*Prompt*
Copy out each line below verbatim, skipping any picture.

Data for the task Block Start

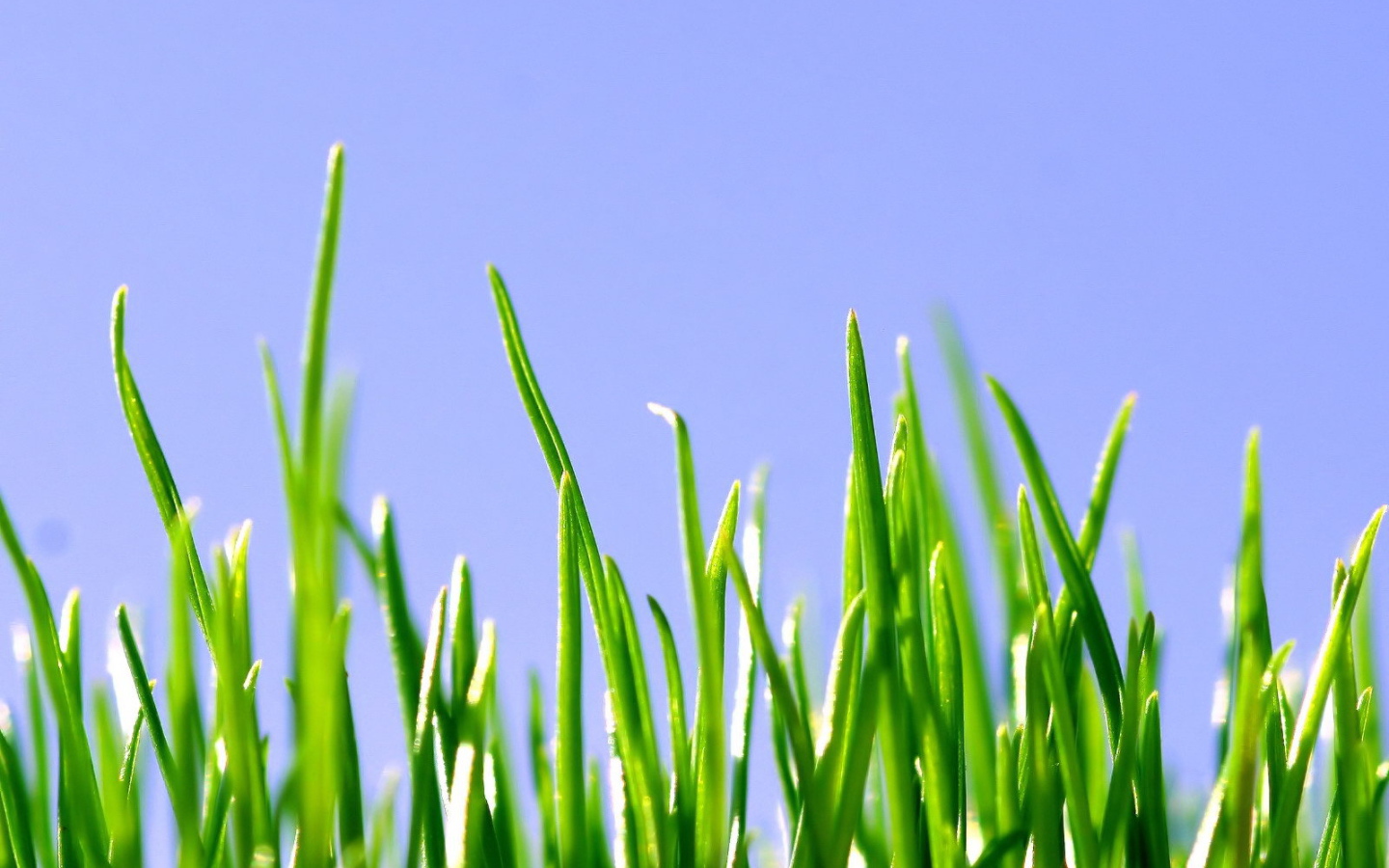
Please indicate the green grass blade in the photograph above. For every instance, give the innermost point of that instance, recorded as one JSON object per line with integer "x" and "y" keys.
{"x": 191, "y": 846}
{"x": 1092, "y": 527}
{"x": 463, "y": 635}
{"x": 883, "y": 640}
{"x": 782, "y": 693}
{"x": 1314, "y": 700}
{"x": 1071, "y": 560}
{"x": 542, "y": 775}
{"x": 14, "y": 801}
{"x": 754, "y": 533}
{"x": 71, "y": 728}
{"x": 568, "y": 744}
{"x": 1059, "y": 696}
{"x": 1003, "y": 542}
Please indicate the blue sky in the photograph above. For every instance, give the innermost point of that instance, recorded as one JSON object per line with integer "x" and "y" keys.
{"x": 1186, "y": 201}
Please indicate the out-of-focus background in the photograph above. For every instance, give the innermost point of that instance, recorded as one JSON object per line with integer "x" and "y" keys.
{"x": 1185, "y": 201}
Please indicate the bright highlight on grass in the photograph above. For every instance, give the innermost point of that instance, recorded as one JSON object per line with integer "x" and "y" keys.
{"x": 917, "y": 754}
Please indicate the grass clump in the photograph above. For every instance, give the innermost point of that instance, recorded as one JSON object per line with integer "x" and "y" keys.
{"x": 917, "y": 756}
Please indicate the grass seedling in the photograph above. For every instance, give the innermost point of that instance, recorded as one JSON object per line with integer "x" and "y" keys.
{"x": 917, "y": 754}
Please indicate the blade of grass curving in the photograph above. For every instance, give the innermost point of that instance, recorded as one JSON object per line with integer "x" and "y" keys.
{"x": 965, "y": 385}
{"x": 189, "y": 839}
{"x": 782, "y": 693}
{"x": 156, "y": 467}
{"x": 952, "y": 692}
{"x": 71, "y": 728}
{"x": 1009, "y": 810}
{"x": 406, "y": 650}
{"x": 937, "y": 524}
{"x": 1351, "y": 776}
{"x": 40, "y": 792}
{"x": 1049, "y": 663}
{"x": 463, "y": 643}
{"x": 1092, "y": 527}
{"x": 426, "y": 827}
{"x": 14, "y": 803}
{"x": 1151, "y": 788}
{"x": 632, "y": 734}
{"x": 754, "y": 533}
{"x": 1073, "y": 561}
{"x": 568, "y": 742}
{"x": 883, "y": 640}
{"x": 1042, "y": 798}
{"x": 1314, "y": 700}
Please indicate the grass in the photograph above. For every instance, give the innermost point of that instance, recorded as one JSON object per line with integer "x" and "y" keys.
{"x": 917, "y": 754}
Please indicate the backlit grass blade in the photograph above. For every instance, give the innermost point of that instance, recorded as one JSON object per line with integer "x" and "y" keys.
{"x": 1092, "y": 527}
{"x": 1059, "y": 699}
{"x": 706, "y": 593}
{"x": 156, "y": 467}
{"x": 883, "y": 639}
{"x": 568, "y": 744}
{"x": 682, "y": 783}
{"x": 1314, "y": 700}
{"x": 754, "y": 536}
{"x": 1003, "y": 542}
{"x": 71, "y": 728}
{"x": 1152, "y": 788}
{"x": 542, "y": 776}
{"x": 191, "y": 845}
{"x": 14, "y": 801}
{"x": 1073, "y": 562}
{"x": 782, "y": 693}
{"x": 935, "y": 524}
{"x": 426, "y": 827}
{"x": 631, "y": 728}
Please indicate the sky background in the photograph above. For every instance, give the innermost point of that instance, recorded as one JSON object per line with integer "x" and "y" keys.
{"x": 1186, "y": 201}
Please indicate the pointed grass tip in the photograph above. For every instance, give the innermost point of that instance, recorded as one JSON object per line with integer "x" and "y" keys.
{"x": 666, "y": 413}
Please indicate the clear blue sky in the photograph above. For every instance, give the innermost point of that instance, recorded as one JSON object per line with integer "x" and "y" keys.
{"x": 1189, "y": 201}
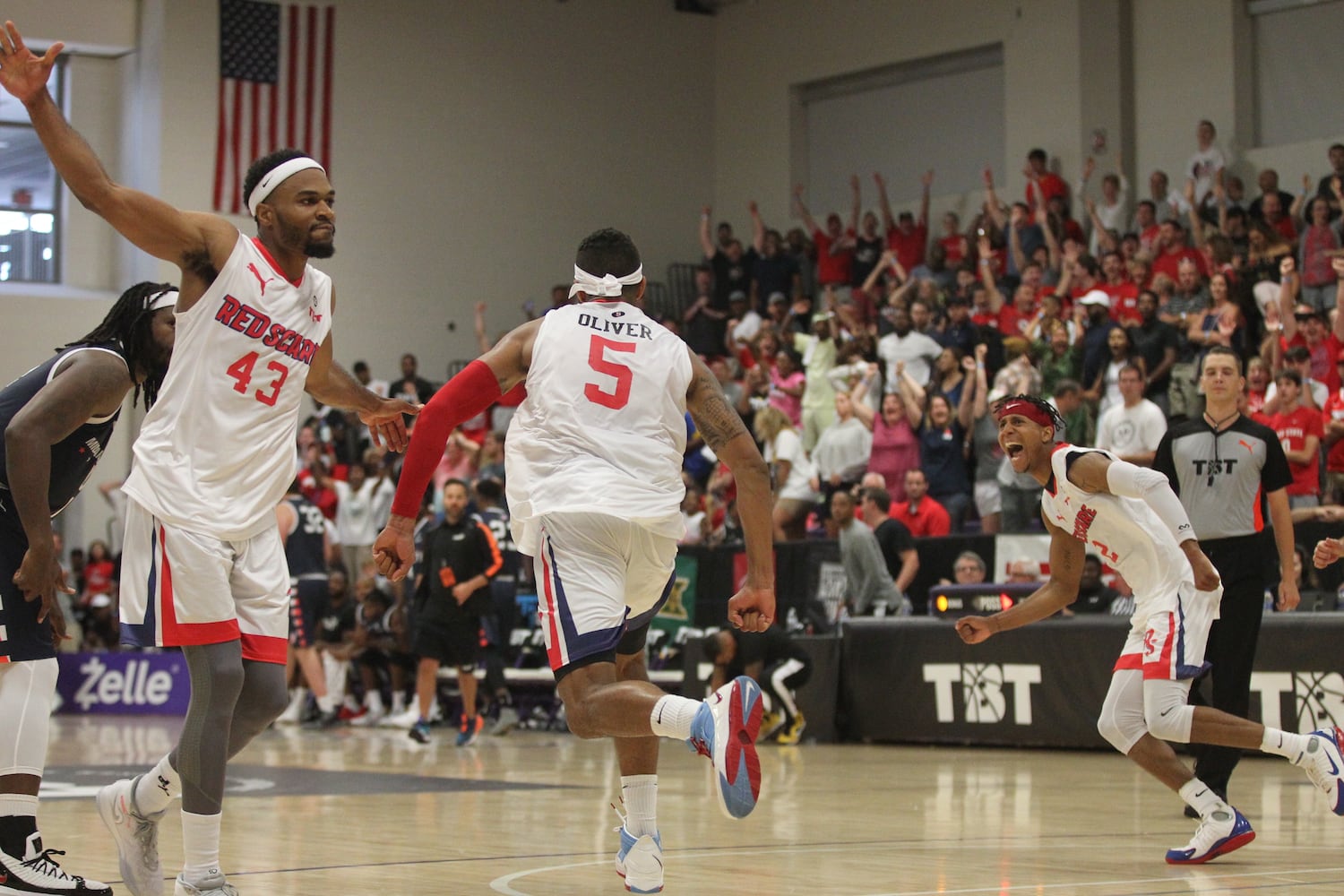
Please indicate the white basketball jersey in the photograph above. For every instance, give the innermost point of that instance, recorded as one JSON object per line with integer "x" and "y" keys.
{"x": 217, "y": 452}
{"x": 1125, "y": 532}
{"x": 602, "y": 429}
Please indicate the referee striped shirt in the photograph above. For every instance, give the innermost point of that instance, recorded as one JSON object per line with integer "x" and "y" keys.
{"x": 1223, "y": 478}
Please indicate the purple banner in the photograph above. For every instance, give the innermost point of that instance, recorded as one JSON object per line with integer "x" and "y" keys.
{"x": 124, "y": 683}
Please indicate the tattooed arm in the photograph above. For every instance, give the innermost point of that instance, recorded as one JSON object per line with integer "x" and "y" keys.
{"x": 1066, "y": 568}
{"x": 723, "y": 432}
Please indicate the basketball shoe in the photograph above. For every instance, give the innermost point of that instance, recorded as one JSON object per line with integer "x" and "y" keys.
{"x": 725, "y": 729}
{"x": 639, "y": 860}
{"x": 1324, "y": 764}
{"x": 1220, "y": 831}
{"x": 470, "y": 729}
{"x": 38, "y": 872}
{"x": 214, "y": 884}
{"x": 419, "y": 732}
{"x": 771, "y": 723}
{"x": 136, "y": 834}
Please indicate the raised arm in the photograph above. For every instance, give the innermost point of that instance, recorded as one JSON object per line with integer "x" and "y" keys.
{"x": 925, "y": 187}
{"x": 90, "y": 384}
{"x": 1288, "y": 296}
{"x": 965, "y": 408}
{"x": 992, "y": 207}
{"x": 706, "y": 242}
{"x": 801, "y": 210}
{"x": 1338, "y": 327}
{"x": 183, "y": 238}
{"x": 753, "y": 606}
{"x": 1094, "y": 471}
{"x": 468, "y": 394}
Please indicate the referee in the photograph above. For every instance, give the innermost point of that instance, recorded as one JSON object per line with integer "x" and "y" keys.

Data for the task Block End

*Solution for this task*
Please indicate the green grass blade in the photograph above. For every instance, give the innermost point of that instance, recorded as one JSON object per line with integer "x" and "y" keys.
{"x": 191, "y": 846}
{"x": 1092, "y": 527}
{"x": 463, "y": 635}
{"x": 883, "y": 640}
{"x": 782, "y": 693}
{"x": 1314, "y": 700}
{"x": 1071, "y": 560}
{"x": 542, "y": 775}
{"x": 14, "y": 801}
{"x": 754, "y": 533}
{"x": 71, "y": 728}
{"x": 568, "y": 744}
{"x": 1059, "y": 696}
{"x": 1003, "y": 542}
Please indicate the blue sky in the photograph above. For every instance, give the innermost point of that instance, recorded as one JSON object per line with integer "x" and "y" keys.
{"x": 1186, "y": 201}
Please indicate the out-of-focus background in the photograph above. For every instance, give the innermost point of that instance, recorded as one JSON object per line with integer "x" and "y" keys.
{"x": 1185, "y": 201}
Please indicate the bright highlight on grass in the photograph above. For every instance, give the innermost point of that instance, recorded as one JSON object per line with integer "x" and "y" keys.
{"x": 917, "y": 754}
Please indicate the grass clump in the photograph above. For every instance, give the innermost point of that instance, recorded as one JSON object per line with integer "x" and "y" keys.
{"x": 917, "y": 756}
Please indicate the grass seedling in the photograph above. For every instance, give the innermost point of that instance, recorded as one JSON object per line with integer "x" and "y" keys.
{"x": 917, "y": 754}
Please indicate the blade of grass curving in the photograph above. For every instance, give the innermost point of that instance, recorded as one JSON object per line with integer "x" and "y" keys.
{"x": 965, "y": 385}
{"x": 189, "y": 839}
{"x": 782, "y": 693}
{"x": 156, "y": 467}
{"x": 952, "y": 692}
{"x": 71, "y": 728}
{"x": 1009, "y": 810}
{"x": 406, "y": 650}
{"x": 937, "y": 524}
{"x": 1351, "y": 776}
{"x": 40, "y": 792}
{"x": 1049, "y": 663}
{"x": 463, "y": 643}
{"x": 1092, "y": 527}
{"x": 426, "y": 827}
{"x": 14, "y": 803}
{"x": 1151, "y": 788}
{"x": 632, "y": 734}
{"x": 754, "y": 533}
{"x": 1073, "y": 561}
{"x": 568, "y": 742}
{"x": 883, "y": 640}
{"x": 1042, "y": 798}
{"x": 1314, "y": 700}
Please indicate the grass in the photograph above. For every instance, give the innermost point of that instance, recorded as one JSON object per line with integer "x" and "y" keys.
{"x": 917, "y": 754}
Please indicate the backlit grass blade in the photograph above. For every instance, give the innermost point of that instance, recorded as one JSON object per line with integer "x" and "y" keys.
{"x": 1092, "y": 527}
{"x": 1059, "y": 699}
{"x": 706, "y": 593}
{"x": 156, "y": 467}
{"x": 883, "y": 639}
{"x": 568, "y": 744}
{"x": 682, "y": 783}
{"x": 1314, "y": 700}
{"x": 754, "y": 536}
{"x": 1003, "y": 542}
{"x": 71, "y": 728}
{"x": 1152, "y": 788}
{"x": 542, "y": 776}
{"x": 191, "y": 845}
{"x": 14, "y": 801}
{"x": 1073, "y": 562}
{"x": 782, "y": 693}
{"x": 935, "y": 524}
{"x": 426, "y": 827}
{"x": 631, "y": 728}
Please indicate the sky background in the photograph above. For every instance, give the innermost point of that instance, recorded as one JSON object per line with integer "x" and "y" keys.
{"x": 1186, "y": 201}
Please indicate the pointed grass tip in the photograph above. For every instance, give the innermost point of that instance, recorded as one JSON object per line with integer "x" and "y" keys.
{"x": 666, "y": 413}
Please indicate the clear blue sky in the photograph above. For every instance, give the innermost point of that instance, recorded as one JSON object per line with integer "x" and "y" keys.
{"x": 1189, "y": 201}
Please indicate the white basketball jersey in the photograph above. For every instance, give the innermost point of that instance, recorded as one JSON object per line with integer "x" and "y" keys.
{"x": 217, "y": 452}
{"x": 1125, "y": 532}
{"x": 602, "y": 429}
Please indicate the referee striped shirt in the photograph above. For every instance, give the innermost point of that instance, recorded as one JSON object per line with integer "x" and "y" keys.
{"x": 1223, "y": 478}
Please indicate the purple banner in the photograph above. For every instance, give the innermost point of that instance, recorded as one JSON object per line with integer "x" and "y" keys.
{"x": 124, "y": 683}
Please indicate the tattooed arm in the photograph above. For every instance, give the innermost point of that instance, recorded as one JSON object per line with integer "x" and "y" keys.
{"x": 1066, "y": 568}
{"x": 723, "y": 432}
Please indicate the basketball shoe in the photograph above. For every instance, give the innermost point of that instance, recorded as one JSON object per line with integer "x" and "y" keys.
{"x": 725, "y": 729}
{"x": 639, "y": 860}
{"x": 1324, "y": 764}
{"x": 1220, "y": 831}
{"x": 470, "y": 729}
{"x": 38, "y": 872}
{"x": 214, "y": 884}
{"x": 419, "y": 732}
{"x": 771, "y": 723}
{"x": 136, "y": 834}
Please indicate the raised arm in the photograph above. For every instance, give the innermost point of that instance, recorded as one JSON object per line with integer "x" and "y" keys.
{"x": 925, "y": 187}
{"x": 90, "y": 384}
{"x": 1288, "y": 296}
{"x": 965, "y": 408}
{"x": 992, "y": 207}
{"x": 706, "y": 242}
{"x": 801, "y": 210}
{"x": 1338, "y": 327}
{"x": 183, "y": 238}
{"x": 753, "y": 606}
{"x": 1094, "y": 471}
{"x": 468, "y": 394}
Please indicate the referee in the photograph above. For every instance, give the innermost point of that instance, recorded as one JSON object per line with integer "x" and "y" keys.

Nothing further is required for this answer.